▶ **Job**
Please echo the lines below word for word, beginning at the line that contains "Query: scuba diver" and stopping after the line that contains "276], [253, 303]]".

(Mask labeling items)
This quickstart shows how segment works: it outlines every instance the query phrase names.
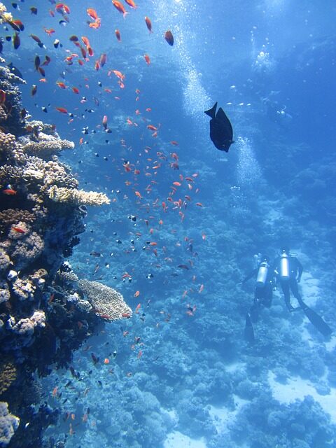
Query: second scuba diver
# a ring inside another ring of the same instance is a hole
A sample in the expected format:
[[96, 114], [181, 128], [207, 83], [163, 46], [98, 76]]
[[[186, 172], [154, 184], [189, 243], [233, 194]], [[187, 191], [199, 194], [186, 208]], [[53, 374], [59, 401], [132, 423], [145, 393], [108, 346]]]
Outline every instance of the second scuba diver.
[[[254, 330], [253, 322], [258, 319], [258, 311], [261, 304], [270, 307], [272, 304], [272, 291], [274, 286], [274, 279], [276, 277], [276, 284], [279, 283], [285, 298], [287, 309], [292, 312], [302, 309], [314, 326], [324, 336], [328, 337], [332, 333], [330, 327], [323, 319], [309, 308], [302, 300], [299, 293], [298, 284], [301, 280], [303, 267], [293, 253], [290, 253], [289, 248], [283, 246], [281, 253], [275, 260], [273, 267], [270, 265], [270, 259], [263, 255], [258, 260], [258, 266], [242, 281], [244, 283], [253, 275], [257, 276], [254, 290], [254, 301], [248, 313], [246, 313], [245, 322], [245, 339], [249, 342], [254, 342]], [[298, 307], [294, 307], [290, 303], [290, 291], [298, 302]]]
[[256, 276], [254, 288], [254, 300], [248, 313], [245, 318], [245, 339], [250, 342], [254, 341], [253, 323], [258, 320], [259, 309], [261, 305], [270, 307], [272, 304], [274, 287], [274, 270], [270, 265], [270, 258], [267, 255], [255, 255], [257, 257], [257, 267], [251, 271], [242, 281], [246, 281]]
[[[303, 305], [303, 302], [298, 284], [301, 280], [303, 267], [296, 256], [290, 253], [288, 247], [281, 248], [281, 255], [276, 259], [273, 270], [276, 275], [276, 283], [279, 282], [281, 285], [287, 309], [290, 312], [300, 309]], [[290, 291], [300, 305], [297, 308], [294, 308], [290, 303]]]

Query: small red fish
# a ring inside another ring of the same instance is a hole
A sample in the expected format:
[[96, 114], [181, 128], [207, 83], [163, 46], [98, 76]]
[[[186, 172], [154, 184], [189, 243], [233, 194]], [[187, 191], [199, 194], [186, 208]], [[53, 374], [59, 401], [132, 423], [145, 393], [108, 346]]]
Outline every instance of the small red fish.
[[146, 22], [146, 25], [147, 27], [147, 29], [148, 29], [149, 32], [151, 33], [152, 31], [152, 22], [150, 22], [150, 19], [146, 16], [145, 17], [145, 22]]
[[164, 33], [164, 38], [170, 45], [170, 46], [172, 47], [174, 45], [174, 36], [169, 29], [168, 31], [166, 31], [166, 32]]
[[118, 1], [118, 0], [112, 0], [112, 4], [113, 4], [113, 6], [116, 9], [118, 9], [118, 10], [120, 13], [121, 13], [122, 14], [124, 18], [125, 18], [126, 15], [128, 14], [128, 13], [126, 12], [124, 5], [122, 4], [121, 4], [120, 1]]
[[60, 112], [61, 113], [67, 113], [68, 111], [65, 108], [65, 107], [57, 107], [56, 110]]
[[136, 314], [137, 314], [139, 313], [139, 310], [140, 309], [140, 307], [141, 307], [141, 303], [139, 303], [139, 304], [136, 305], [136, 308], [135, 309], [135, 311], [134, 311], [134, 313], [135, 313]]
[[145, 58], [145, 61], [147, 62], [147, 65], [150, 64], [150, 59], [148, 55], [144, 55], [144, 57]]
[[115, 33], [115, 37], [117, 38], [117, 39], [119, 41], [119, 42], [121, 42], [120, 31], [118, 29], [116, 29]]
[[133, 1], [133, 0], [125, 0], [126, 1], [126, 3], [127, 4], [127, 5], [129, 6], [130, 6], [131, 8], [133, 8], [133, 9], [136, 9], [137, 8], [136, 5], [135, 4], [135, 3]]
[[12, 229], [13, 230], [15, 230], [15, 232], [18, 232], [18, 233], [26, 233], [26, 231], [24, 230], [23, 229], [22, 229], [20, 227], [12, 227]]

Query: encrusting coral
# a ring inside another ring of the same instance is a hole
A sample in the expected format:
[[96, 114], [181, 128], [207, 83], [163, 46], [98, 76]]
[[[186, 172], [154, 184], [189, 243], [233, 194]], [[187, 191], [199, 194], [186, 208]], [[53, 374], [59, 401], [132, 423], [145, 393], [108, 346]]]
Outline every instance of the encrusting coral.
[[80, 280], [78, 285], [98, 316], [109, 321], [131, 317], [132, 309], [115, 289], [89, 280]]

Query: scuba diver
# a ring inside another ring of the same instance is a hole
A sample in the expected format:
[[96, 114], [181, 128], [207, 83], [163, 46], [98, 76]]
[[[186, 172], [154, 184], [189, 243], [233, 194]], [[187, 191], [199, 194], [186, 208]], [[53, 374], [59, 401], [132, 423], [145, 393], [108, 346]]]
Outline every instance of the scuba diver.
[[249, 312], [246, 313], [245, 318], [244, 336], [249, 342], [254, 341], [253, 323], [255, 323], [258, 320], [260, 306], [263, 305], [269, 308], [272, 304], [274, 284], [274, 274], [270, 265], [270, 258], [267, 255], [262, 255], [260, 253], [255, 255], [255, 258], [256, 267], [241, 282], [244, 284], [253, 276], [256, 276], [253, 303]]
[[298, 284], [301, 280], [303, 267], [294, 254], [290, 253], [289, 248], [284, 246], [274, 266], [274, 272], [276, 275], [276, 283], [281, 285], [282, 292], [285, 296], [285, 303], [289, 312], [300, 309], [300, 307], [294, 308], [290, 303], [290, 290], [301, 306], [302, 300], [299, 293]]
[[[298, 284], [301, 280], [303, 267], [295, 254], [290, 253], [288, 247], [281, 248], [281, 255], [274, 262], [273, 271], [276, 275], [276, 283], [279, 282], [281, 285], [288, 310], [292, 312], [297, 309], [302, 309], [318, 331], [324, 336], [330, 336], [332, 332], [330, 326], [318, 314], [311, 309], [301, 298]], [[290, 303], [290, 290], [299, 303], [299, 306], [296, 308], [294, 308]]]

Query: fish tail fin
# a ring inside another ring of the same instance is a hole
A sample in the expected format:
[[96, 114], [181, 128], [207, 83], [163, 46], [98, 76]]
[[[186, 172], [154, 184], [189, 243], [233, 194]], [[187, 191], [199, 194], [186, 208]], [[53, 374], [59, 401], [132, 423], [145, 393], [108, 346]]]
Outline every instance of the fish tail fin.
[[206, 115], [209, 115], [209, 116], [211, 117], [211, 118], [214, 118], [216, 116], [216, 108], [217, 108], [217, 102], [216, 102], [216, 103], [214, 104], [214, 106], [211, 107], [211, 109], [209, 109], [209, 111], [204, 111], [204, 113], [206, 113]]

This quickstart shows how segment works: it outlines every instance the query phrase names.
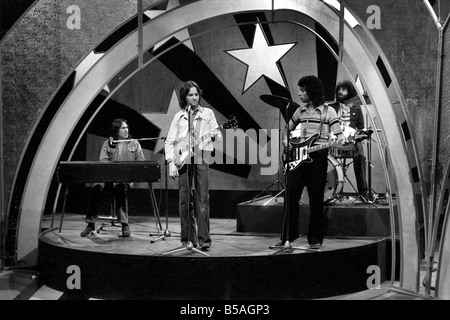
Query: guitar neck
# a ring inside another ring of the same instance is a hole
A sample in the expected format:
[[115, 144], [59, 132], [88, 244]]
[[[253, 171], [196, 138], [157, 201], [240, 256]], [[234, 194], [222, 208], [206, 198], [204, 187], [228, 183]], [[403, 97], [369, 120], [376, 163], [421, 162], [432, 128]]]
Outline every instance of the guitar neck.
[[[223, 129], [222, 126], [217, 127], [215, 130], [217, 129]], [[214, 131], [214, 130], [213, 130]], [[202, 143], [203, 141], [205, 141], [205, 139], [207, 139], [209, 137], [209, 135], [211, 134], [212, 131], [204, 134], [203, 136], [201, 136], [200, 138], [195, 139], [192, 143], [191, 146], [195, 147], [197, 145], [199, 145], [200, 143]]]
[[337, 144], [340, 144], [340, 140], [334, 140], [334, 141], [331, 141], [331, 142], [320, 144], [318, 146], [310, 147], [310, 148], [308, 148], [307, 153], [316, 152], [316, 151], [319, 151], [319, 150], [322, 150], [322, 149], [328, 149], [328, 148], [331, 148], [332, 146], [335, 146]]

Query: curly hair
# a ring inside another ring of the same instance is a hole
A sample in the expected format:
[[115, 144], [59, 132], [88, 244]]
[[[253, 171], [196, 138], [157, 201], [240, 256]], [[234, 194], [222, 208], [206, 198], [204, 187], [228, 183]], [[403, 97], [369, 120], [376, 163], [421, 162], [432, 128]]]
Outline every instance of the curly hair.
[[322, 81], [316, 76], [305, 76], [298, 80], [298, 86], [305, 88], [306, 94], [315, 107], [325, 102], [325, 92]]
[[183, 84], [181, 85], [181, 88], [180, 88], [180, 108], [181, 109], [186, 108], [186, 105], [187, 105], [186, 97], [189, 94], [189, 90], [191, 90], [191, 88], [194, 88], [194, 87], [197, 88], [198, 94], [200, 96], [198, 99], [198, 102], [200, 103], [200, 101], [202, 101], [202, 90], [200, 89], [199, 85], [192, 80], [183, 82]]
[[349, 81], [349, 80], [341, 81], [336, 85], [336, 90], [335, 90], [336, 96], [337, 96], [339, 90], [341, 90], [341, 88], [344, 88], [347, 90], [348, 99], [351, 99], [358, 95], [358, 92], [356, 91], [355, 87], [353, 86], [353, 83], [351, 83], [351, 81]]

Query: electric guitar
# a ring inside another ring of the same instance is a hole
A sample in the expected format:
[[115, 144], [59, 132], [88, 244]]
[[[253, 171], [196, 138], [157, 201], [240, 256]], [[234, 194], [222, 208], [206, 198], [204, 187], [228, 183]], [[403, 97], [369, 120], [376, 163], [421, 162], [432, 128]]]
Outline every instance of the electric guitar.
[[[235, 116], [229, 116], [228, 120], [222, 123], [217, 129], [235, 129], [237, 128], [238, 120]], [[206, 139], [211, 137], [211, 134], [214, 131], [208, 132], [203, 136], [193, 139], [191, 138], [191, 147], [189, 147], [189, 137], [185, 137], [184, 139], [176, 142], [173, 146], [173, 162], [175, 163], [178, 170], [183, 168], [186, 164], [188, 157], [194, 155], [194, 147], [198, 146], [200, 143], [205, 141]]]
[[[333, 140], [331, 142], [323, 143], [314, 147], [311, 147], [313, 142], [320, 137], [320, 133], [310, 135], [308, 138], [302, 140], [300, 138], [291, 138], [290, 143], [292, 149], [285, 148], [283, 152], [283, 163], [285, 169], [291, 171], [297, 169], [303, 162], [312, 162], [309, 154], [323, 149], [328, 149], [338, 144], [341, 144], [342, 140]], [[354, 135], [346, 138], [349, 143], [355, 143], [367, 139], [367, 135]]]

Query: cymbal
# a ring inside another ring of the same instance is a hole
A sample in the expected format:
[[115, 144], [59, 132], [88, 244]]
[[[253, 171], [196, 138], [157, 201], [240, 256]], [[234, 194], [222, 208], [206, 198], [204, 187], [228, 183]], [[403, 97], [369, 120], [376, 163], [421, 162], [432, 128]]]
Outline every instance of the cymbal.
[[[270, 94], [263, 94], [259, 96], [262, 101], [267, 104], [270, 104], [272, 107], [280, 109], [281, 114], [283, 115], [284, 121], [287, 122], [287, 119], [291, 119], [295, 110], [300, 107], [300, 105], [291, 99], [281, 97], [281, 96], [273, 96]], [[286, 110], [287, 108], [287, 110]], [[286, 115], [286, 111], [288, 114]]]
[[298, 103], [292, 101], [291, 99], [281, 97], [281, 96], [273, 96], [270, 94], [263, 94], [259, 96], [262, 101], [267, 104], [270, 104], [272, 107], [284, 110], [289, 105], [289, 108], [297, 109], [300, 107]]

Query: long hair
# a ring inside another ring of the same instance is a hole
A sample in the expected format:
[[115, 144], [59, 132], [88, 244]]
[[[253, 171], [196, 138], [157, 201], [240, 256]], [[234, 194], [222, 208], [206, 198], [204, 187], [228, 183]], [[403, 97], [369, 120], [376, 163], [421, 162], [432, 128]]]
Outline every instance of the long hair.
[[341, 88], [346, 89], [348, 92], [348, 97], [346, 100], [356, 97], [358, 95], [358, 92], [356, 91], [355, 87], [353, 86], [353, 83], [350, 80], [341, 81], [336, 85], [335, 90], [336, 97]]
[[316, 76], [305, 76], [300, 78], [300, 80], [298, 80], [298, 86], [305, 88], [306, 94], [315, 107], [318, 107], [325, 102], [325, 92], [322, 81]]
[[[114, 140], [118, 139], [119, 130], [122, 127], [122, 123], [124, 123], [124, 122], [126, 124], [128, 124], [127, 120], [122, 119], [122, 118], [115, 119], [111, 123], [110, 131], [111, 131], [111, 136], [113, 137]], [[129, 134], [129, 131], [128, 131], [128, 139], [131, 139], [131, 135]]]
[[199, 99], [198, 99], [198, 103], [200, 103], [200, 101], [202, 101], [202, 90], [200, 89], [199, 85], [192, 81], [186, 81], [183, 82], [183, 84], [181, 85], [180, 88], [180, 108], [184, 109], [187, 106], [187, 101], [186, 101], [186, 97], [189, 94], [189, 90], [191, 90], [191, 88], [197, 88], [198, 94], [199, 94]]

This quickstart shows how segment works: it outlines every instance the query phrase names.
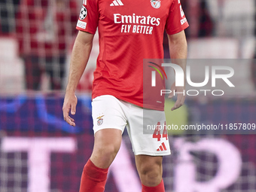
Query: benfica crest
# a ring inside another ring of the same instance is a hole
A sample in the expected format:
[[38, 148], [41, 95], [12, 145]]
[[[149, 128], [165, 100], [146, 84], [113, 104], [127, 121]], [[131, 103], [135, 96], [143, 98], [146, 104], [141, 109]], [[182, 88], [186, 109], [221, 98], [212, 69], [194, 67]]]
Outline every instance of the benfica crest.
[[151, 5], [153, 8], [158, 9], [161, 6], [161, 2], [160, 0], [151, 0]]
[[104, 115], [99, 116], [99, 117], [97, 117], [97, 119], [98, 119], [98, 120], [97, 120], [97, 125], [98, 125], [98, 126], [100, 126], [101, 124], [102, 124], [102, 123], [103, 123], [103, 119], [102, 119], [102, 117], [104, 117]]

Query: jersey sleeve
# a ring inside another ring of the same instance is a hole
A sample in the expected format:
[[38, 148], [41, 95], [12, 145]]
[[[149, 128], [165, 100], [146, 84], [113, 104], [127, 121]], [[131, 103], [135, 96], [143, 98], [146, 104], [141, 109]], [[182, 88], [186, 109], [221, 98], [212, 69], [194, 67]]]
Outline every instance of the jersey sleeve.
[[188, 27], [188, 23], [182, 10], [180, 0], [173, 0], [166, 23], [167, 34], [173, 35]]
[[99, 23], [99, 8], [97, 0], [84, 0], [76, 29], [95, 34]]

▶ **Exercise result**
Query: scuba diver
# a ring inside another ring of the same instance is a hole
A sample in the expected format:
[[96, 114], [181, 128], [207, 83], [163, 46], [98, 76]]
[[[186, 172], [154, 184], [189, 243], [233, 194]], [[187, 191], [199, 194], [186, 208]], [[53, 374], [59, 401], [132, 423], [145, 393], [108, 346]]]
Outline every instance of the scuba diver.
[[249, 312], [246, 313], [245, 318], [244, 336], [249, 342], [254, 341], [253, 323], [255, 323], [258, 320], [260, 306], [263, 305], [269, 308], [272, 304], [274, 284], [274, 274], [270, 265], [270, 258], [267, 255], [262, 255], [260, 253], [255, 255], [255, 258], [256, 267], [241, 282], [244, 284], [253, 276], [256, 276], [253, 303]]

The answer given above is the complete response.